▶ _To-do list_
1 – Translate into Spanish this sentence from the engine bay cooling thread below: "Right - for a variety of reasons, I would really like to get some additional cool airflow into and through the engine bay."
2 – Answer these questions using the engine bay cooling thread below:
(a) Into which panel would the NACA duct or ducts be let?
(b) Where will the air filter be housed, at least initially?
(c) According to the reply, what could the hotter intake air do to performance?
** BEGIN Excerpt to read **
Wednesday 13th August 2014
quotequote all
Right - for a variety of reasons, I would really like to get some additional cool airflow into and through the engine bay.

Have been kicking around the pros and cons of ducting air from the nose void via an inverted NACA duct, or even a pair, let into the horizontal panel that sits in front of the radiator top. Essentially, the duct(s) would funnel air up and over the rad; hopefully without overly robbing flow through the rad (and charge cooler secondary also in there) or, more importantly, without creating turbulence that prevents air penetrating the two sets of cores.

Seems to me it has the benefit of taking air from a notionally high pressure source where a boundary layer might just exist, whilst being hidden under the bonnet - not really wanting visible scoops or ducts on open show. Possible downsides are any prejudicing of the cooling system (I'm figuring loads of air 'leaks' around the sides of the rad anyway and that leakage probably serves to pull flow through the cores), and the potential for weather and debris ingress into the engine bay (the duct would be above/behind and shielded by the bonnet lip profile).

Initially at least, my air filter is going to be housed in the engine bay wedge/cossie style, and extra air throughput will obviously help that out as well as bring some cooling benefit. Discuss smile

dazee

314 posts

125 months

Wednesday 13th August 2014
quotequote all
Pupp said:
Initially at least, my air filter is going to be housed in the engine bay wedge/cossie style, and extra air throughput will obviously help that out as well as bring some cooling benefit. Discuss smile
Won't that mean the air going into the engine will be hotter, so less dense and reduce your performance? Perhaps not so much as issue if you do manage to drop the engine bay temperature significantly...
** END Excerpt to read **
** BEGIN Supplied records **
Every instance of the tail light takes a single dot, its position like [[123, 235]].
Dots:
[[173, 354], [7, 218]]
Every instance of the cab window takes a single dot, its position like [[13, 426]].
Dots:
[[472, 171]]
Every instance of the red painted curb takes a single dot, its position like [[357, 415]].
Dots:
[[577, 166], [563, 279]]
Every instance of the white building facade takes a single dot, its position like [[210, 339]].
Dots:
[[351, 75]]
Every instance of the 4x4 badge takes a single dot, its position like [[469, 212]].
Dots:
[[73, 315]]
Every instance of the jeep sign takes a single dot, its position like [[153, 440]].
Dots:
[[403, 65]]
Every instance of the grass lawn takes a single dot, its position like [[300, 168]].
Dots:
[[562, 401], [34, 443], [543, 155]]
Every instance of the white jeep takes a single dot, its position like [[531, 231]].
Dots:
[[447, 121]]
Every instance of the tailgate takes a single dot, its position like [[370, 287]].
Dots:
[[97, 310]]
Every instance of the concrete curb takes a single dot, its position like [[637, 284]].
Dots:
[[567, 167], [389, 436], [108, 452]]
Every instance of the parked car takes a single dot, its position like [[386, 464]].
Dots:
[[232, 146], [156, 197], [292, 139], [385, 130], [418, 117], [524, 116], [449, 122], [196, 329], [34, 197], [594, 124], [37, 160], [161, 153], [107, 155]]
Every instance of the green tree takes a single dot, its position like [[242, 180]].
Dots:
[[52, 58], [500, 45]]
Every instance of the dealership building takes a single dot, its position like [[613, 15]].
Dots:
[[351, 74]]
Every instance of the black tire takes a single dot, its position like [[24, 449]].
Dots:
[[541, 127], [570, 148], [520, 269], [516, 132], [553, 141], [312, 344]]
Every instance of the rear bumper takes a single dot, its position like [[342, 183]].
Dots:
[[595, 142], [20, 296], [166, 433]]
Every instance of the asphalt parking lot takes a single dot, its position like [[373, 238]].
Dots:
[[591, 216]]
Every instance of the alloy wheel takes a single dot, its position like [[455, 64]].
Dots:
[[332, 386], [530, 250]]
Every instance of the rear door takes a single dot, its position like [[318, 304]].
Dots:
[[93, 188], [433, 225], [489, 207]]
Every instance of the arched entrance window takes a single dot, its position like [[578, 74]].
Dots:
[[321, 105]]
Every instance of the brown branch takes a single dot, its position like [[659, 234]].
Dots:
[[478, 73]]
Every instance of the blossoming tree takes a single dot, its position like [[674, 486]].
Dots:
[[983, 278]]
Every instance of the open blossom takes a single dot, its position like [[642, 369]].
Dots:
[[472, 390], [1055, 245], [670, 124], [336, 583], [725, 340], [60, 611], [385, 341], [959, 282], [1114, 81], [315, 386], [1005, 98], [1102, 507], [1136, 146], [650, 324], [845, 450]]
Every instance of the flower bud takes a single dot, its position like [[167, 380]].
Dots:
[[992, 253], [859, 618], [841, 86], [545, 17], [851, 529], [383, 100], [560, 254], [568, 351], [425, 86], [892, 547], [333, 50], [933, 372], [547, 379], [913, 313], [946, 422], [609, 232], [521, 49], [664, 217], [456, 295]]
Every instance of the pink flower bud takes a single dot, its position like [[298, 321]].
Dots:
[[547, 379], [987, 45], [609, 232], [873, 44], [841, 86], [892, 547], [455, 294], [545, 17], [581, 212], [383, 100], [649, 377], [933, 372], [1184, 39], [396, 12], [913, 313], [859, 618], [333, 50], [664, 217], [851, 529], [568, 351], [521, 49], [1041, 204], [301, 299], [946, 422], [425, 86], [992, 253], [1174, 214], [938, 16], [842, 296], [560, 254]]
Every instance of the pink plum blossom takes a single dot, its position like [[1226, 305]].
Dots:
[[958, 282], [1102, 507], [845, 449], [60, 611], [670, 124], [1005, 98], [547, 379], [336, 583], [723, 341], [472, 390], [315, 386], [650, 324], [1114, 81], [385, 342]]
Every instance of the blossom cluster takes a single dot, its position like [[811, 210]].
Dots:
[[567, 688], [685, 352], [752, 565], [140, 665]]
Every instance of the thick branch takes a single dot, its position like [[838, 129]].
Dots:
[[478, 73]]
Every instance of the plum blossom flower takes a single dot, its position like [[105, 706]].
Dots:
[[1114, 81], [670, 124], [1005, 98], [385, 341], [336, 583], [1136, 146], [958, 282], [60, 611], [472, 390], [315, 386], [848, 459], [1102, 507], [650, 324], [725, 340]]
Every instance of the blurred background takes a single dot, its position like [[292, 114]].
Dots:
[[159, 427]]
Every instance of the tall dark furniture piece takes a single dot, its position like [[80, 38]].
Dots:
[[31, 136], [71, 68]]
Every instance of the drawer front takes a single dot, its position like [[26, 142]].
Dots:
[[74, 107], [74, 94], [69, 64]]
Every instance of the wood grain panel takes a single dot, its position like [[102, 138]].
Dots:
** END Supplied records **
▶ _Answers in order_
1 – Bien, por varias razones, me gustaría mucho conseguir un flujo adicional de aire fresco hacia el compartimento del motor y a través de él.

2 –
(a) The horizontal panel that sits in front of the radiator top.
(b) In the engine bay, wedge/cossie style.
(c) Being less dense, it could reduce performance.